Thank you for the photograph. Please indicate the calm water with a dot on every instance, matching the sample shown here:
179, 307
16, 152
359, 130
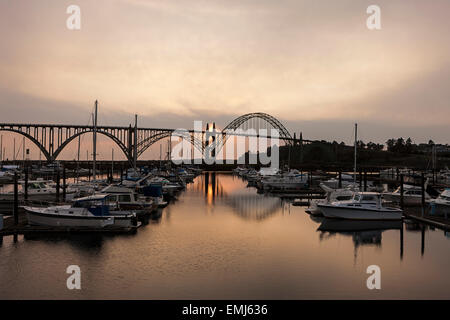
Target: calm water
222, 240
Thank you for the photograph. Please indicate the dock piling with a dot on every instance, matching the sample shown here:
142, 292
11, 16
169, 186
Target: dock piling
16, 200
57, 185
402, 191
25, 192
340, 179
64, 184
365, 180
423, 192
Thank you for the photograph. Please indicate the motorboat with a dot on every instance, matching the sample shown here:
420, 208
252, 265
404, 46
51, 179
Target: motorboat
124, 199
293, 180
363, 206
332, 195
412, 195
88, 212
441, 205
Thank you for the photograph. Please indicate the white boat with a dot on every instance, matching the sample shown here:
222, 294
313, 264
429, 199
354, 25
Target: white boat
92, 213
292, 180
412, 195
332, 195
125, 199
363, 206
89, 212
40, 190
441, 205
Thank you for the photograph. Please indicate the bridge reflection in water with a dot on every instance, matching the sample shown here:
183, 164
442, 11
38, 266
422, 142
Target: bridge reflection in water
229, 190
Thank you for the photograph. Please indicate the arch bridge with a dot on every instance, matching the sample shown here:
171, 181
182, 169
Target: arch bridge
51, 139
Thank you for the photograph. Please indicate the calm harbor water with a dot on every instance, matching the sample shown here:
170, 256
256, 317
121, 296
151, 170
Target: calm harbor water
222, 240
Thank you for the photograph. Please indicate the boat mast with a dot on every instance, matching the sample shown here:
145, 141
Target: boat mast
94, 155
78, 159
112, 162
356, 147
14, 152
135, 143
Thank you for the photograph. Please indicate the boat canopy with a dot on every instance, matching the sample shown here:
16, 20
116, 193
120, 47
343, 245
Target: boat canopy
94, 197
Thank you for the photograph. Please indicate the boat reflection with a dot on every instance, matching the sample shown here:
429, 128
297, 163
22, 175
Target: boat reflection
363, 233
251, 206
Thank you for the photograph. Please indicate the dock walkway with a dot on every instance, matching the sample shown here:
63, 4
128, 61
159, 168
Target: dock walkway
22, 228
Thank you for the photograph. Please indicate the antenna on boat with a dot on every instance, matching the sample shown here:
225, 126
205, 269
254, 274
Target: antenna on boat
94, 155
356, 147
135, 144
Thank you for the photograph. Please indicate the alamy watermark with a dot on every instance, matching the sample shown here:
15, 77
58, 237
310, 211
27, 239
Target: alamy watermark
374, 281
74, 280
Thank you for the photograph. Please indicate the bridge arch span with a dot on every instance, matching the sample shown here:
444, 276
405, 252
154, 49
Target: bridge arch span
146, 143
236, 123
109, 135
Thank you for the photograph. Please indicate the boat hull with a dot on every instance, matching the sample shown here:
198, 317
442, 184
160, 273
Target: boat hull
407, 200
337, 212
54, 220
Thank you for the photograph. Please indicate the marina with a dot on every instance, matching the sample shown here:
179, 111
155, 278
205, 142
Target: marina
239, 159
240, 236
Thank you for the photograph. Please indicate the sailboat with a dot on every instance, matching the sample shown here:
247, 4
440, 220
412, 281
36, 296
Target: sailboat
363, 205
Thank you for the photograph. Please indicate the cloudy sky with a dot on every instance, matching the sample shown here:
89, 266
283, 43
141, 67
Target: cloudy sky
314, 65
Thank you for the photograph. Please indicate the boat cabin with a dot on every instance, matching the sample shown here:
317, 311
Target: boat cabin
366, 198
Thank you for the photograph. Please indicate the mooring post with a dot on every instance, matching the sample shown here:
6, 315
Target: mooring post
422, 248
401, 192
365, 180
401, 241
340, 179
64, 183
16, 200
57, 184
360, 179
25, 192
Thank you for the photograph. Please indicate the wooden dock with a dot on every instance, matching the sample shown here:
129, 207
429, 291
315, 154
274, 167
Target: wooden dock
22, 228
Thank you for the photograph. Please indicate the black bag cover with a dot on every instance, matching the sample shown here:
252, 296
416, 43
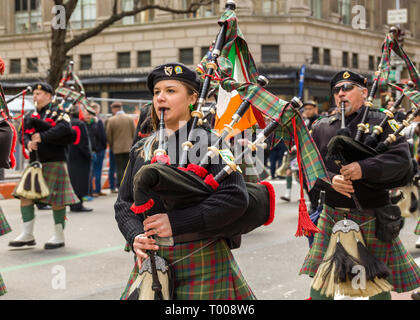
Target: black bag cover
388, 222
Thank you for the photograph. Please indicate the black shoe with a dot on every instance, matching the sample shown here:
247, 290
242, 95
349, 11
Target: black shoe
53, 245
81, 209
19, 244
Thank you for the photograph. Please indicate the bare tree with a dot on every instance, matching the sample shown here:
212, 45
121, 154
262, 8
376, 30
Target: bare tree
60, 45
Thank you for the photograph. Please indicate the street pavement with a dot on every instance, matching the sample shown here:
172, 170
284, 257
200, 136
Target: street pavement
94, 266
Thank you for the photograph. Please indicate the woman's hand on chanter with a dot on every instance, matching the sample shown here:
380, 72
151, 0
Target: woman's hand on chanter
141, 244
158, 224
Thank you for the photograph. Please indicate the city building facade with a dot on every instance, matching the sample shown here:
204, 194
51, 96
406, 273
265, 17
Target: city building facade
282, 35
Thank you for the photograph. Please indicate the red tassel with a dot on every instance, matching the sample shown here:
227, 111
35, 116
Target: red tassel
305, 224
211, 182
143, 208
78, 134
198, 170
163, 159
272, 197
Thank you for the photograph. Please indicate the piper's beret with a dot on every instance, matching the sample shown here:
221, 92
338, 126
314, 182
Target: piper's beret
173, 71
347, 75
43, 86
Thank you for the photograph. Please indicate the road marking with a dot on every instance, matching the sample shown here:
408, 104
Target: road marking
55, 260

**What is required:**
Copy the listing without changes, starting at the line that contains "Thank you for the photograph. Please indicate the red" and ending with the last line of the listing.

**Solved problem:**
Thank you for the photograph. Please indicate the red tassel with a dot on every instance, matching the sample shown here:
227, 111
35, 116
Target: red tassel
305, 224
211, 182
143, 208
78, 134
198, 170
163, 159
272, 197
Thank you for the photograph. Please indicate the piper's beret with a dot on every instance, matching the sample shown here:
221, 92
338, 126
314, 182
Target: piper's beret
173, 71
347, 75
43, 86
Thank you for the photograph. Please indicate the road marking with a dot on every instance, matching the sample shown here:
408, 104
Target: road marking
55, 260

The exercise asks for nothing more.